**Text section:**
# Heated/cooled 3-sided tent for exterior work in bad weather



## halliwellc (Sep 13, 2012)

I work on windows, labor-intensive restoration, but I can't work when it rains, freezes, or it's 130 degrees out. I need to build a temporary 3-sided tent and heat/cool the inside. Is this a thing that's been done before? How do I do this?


----------



## Ron6519 (Mar 28, 2007)

Do you set up scaffolding?
How high off the ground?
Ladder work would be hard to set up something rigid to maintain environment.


----------



## halliwellc (Sep 13, 2012)

Ground level.


----------



## Tom738 (Jun 1, 2010)

When you say three-sided, do you mean with the window and existing wall as the fourth side?

If so, I see no reason why you couldn't do it, but exactly what you do depends on the environment and your budget. For example, 140 degrees out might call for putting alluminet or agricultural shade cloth over your structure. A costco barn (i.e. a carport) is relatively quick if there's enough space to put one up but is probably a bigger area than you need, and whatever you put out you may need to heat or cool. I would do some serious searching online and you may find a smaller version that's easy to adapt for the use you want. Or maybe an easy-to-assemble shed you can leave a wall of of, or something.


----------



## Ron6519 (Mar 28, 2007)

halliwellc said:


> Ground level.


They sell canopies you can use for this. The frame collapses for storage and it comes with sides you can choose to install. I got one from Costco for under $150.00.
It can be anchored to the ground if need be.


----------



## fireguy (May 3, 2007)

http://www.contractortalk.com/

Try the above if you are a contractor. If you are not a contractor, be for warned, they can be a tough crowd.


----------



## Tom738 (Jun 1, 2010)

halliwellc said:


> I work on windows, labor-intensive restoration, but I can't work when it rains, freezes, or it's 130 degrees out. I need to build a temporary 3-sided tent and heat/cool the inside. Is this a thing that's been done before? How do I do this?


I've also heard they do this sometimes for exterior commercial painting in the New York area, for example, but that it's rarely done on the residential side. Of course, extensive work on a single window rather than doing the entire side of a building probably makes it more practical.


----------

**Material shown:**
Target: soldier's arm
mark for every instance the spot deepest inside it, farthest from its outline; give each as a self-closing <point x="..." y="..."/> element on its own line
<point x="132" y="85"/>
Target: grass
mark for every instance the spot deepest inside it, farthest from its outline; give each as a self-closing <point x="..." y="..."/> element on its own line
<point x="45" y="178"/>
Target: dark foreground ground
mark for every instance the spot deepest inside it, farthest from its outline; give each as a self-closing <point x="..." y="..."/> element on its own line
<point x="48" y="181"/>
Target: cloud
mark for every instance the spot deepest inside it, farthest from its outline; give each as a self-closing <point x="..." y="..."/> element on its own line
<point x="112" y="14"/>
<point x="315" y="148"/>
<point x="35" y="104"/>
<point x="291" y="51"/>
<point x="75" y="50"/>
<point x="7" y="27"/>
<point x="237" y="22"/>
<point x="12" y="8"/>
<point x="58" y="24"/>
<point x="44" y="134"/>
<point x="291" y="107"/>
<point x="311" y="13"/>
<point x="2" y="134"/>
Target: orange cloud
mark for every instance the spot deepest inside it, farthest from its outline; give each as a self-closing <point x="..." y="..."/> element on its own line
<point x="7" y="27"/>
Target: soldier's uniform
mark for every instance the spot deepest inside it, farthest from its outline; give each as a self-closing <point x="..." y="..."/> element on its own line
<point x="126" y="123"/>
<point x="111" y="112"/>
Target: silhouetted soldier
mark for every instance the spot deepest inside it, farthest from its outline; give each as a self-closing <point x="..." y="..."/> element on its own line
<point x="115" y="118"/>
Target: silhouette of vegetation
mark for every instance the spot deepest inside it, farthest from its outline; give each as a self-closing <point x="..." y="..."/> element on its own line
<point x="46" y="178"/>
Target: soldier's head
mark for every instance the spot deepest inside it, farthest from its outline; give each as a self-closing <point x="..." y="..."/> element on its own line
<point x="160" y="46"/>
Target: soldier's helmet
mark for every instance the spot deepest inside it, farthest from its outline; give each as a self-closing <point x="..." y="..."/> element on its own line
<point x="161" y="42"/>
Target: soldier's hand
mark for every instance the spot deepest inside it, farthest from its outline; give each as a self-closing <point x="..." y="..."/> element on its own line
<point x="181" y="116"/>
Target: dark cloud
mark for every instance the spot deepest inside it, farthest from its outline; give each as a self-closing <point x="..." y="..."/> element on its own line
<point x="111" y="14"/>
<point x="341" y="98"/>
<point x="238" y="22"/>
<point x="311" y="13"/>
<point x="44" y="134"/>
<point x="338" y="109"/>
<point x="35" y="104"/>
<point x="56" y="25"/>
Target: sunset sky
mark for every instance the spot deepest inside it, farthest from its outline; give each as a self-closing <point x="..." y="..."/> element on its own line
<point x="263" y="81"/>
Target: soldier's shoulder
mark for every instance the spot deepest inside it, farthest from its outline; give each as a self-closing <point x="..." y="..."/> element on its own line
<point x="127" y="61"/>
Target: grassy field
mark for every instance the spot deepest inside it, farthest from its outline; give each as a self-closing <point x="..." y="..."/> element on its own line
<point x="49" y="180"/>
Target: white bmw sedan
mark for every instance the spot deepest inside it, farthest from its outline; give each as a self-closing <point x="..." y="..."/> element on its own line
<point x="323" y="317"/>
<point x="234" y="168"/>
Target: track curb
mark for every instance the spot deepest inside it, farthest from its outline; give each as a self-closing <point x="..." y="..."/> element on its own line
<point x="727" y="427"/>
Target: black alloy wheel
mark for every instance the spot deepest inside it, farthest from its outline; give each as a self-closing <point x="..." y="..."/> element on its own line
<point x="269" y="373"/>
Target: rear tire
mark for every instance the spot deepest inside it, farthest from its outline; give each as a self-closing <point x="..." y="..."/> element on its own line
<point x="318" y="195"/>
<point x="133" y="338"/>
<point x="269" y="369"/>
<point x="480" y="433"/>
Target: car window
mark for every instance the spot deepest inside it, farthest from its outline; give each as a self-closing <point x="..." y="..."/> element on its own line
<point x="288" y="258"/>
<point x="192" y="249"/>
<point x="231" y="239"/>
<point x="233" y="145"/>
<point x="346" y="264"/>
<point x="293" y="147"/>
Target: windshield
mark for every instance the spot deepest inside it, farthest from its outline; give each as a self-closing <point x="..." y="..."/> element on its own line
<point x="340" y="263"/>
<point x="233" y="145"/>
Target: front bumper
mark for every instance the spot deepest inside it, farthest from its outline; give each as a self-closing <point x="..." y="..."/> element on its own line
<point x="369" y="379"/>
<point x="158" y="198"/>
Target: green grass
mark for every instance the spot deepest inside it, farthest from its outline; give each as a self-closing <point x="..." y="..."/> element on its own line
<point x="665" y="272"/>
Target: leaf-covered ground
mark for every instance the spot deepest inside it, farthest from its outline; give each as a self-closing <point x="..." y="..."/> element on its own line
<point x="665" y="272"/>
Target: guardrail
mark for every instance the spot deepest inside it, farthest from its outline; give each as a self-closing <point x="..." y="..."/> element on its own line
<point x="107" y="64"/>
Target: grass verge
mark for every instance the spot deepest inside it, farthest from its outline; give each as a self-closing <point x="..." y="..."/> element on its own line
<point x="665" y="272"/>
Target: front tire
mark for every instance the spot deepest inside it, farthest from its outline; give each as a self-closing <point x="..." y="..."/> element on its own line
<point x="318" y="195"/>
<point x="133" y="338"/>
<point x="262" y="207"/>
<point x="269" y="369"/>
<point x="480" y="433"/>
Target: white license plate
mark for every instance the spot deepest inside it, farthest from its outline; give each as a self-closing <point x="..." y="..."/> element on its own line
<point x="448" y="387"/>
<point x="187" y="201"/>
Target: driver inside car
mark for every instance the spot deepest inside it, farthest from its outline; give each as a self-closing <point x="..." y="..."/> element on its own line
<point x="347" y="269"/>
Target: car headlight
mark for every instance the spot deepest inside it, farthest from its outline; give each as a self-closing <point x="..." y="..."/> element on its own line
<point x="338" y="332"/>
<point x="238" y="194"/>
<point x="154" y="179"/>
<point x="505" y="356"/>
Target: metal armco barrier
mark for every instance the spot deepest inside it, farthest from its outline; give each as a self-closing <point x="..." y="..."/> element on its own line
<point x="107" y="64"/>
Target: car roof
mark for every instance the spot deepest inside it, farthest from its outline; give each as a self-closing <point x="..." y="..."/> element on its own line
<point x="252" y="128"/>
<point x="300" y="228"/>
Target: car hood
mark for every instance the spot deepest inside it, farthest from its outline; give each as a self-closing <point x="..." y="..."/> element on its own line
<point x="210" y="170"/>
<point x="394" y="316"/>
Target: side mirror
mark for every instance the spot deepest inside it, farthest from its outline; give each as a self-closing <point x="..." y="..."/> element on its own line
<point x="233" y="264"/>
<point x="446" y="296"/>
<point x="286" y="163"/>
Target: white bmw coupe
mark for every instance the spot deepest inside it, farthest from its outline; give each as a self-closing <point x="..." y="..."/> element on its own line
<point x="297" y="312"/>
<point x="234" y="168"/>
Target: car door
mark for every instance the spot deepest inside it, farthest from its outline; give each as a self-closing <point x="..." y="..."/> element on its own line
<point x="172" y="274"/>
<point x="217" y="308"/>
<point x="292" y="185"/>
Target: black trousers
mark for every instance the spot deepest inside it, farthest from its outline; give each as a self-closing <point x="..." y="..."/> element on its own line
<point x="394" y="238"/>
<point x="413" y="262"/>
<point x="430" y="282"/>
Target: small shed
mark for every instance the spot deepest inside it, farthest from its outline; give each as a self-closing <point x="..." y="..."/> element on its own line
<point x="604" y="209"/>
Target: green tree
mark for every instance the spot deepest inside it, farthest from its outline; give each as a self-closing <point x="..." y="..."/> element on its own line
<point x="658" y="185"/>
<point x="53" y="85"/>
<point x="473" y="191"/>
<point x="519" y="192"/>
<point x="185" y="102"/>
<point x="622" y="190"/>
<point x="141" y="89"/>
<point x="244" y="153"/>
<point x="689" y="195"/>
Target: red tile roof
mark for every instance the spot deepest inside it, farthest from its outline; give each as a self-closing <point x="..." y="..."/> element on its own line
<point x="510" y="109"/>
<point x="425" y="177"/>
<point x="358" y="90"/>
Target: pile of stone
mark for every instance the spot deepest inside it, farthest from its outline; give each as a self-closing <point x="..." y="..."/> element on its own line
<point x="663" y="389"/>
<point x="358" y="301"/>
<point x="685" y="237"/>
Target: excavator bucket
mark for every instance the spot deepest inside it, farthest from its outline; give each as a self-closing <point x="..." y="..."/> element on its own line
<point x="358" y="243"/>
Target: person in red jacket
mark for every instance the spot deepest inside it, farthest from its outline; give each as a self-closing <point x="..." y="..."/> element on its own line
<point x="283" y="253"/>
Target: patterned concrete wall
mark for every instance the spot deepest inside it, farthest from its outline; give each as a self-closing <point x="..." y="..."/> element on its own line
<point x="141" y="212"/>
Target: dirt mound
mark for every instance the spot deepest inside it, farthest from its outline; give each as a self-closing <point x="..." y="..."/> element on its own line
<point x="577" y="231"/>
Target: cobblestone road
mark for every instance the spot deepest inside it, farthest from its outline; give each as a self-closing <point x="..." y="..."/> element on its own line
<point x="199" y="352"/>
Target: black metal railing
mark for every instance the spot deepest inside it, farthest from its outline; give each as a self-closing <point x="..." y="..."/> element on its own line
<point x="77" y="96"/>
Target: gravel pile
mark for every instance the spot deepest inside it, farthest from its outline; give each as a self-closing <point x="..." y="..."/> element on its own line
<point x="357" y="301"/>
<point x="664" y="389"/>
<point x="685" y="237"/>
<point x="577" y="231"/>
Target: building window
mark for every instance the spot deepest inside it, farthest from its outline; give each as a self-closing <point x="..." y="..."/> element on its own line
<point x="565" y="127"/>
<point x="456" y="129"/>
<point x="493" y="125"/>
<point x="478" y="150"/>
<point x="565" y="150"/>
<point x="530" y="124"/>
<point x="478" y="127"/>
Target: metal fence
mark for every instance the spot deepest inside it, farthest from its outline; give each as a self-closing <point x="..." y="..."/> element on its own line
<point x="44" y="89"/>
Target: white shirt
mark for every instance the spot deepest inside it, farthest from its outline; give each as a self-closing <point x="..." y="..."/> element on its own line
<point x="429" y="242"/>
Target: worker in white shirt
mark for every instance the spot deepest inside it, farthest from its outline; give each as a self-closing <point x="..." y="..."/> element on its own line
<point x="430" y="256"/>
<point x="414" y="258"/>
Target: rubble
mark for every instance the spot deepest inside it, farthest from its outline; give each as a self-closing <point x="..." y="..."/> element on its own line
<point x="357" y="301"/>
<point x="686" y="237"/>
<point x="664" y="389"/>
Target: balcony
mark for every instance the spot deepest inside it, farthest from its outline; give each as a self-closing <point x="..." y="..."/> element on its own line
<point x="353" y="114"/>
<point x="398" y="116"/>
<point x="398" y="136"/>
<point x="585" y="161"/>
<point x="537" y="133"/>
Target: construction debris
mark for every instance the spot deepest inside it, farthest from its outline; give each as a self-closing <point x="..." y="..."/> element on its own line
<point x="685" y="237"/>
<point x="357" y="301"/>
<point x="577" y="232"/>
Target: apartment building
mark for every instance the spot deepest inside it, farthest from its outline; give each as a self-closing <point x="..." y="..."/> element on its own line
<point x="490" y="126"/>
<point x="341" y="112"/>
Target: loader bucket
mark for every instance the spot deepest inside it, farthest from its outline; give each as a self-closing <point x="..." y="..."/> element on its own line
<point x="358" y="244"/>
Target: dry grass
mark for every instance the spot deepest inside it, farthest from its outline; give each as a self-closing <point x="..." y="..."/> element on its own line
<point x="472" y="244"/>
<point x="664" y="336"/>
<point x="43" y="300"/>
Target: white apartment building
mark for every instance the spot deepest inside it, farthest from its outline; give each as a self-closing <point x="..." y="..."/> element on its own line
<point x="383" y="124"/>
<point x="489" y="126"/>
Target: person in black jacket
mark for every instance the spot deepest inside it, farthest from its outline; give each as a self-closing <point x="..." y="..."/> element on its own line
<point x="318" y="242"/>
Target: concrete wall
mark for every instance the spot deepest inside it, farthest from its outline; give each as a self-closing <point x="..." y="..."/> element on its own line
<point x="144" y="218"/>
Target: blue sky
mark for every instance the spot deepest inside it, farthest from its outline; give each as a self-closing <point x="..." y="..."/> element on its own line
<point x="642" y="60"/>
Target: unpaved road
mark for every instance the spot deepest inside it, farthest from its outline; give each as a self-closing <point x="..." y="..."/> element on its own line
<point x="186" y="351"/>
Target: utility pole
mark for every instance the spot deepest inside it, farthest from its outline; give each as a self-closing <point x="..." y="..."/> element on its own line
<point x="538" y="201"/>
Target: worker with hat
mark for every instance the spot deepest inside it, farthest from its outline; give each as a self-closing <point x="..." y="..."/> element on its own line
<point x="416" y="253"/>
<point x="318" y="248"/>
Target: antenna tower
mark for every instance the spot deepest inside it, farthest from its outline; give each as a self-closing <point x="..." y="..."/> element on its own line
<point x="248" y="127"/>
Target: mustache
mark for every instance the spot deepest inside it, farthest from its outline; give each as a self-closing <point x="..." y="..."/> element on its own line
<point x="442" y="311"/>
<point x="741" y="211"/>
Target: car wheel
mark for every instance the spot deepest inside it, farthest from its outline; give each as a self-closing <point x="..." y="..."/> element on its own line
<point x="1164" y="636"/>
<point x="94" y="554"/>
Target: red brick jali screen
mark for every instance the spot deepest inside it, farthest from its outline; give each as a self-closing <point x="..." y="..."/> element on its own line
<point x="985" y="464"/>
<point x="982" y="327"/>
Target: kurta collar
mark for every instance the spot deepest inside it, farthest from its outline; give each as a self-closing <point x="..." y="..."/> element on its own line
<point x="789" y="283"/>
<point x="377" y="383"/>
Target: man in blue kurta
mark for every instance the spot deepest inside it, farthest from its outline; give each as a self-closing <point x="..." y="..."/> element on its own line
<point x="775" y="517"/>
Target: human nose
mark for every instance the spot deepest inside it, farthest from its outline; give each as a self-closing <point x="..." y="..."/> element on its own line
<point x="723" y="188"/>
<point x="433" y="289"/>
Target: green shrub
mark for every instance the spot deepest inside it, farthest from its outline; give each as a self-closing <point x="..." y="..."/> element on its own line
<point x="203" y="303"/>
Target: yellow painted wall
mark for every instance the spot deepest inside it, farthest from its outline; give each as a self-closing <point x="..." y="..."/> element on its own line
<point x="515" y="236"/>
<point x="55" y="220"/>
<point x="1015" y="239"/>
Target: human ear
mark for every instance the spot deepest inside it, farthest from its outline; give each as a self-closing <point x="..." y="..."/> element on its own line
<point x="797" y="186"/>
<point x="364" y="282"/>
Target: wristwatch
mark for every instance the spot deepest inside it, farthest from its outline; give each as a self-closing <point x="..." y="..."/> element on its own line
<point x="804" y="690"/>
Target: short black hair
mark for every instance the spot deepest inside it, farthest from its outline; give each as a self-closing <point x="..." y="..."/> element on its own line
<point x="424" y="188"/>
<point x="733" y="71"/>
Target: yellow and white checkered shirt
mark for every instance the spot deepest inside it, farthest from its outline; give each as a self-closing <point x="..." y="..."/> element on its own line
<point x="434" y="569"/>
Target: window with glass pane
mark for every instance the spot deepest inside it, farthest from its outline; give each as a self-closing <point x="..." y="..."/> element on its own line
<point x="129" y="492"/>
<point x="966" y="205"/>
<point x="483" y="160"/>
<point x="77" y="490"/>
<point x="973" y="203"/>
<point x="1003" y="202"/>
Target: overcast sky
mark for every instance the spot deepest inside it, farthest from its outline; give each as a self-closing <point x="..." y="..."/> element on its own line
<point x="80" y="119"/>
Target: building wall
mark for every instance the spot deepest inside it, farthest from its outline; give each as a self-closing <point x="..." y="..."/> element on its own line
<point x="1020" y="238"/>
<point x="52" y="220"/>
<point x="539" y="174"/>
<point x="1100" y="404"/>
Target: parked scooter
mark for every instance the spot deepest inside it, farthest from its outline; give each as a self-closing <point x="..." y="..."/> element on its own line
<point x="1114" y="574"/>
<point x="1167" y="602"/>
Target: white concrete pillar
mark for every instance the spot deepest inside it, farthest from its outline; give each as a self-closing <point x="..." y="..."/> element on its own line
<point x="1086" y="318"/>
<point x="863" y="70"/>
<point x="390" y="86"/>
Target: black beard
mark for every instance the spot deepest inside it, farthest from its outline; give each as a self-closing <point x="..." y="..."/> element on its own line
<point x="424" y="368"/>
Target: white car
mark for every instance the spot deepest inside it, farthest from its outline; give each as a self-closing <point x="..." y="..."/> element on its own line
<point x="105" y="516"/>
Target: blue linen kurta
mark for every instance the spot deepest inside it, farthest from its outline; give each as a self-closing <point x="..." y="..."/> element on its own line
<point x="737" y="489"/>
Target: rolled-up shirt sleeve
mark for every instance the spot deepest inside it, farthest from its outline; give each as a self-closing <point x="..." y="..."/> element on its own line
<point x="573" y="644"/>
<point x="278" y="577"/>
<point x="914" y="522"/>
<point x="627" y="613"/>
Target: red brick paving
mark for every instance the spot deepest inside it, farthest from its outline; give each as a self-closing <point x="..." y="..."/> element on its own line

**Problem to work on:** Rewrite the tent thread between "When you say" and "of, or something.", inclusive, putting "tarp" in place of "shade cloth".

**Output for this task:**
When you say three-sided, do you mean with the window and existing wall as the fourth side?

If so, I see no reason why you couldn't do it, but exactly what you do depends on the environment and your budget. For example, 140 degrees out might call for putting alluminet or agricultural tarp over your structure. A costco barn (i.e. a carport) is relatively quick if there's enough space to put one up but is probably a bigger area than you need, and whatever you put out you may need to heat or cool. I would do some serious searching online and you may find a smaller version that's easy to adapt for the use you want. Or maybe an easy-to-assemble shed you can leave a wall of of, or something.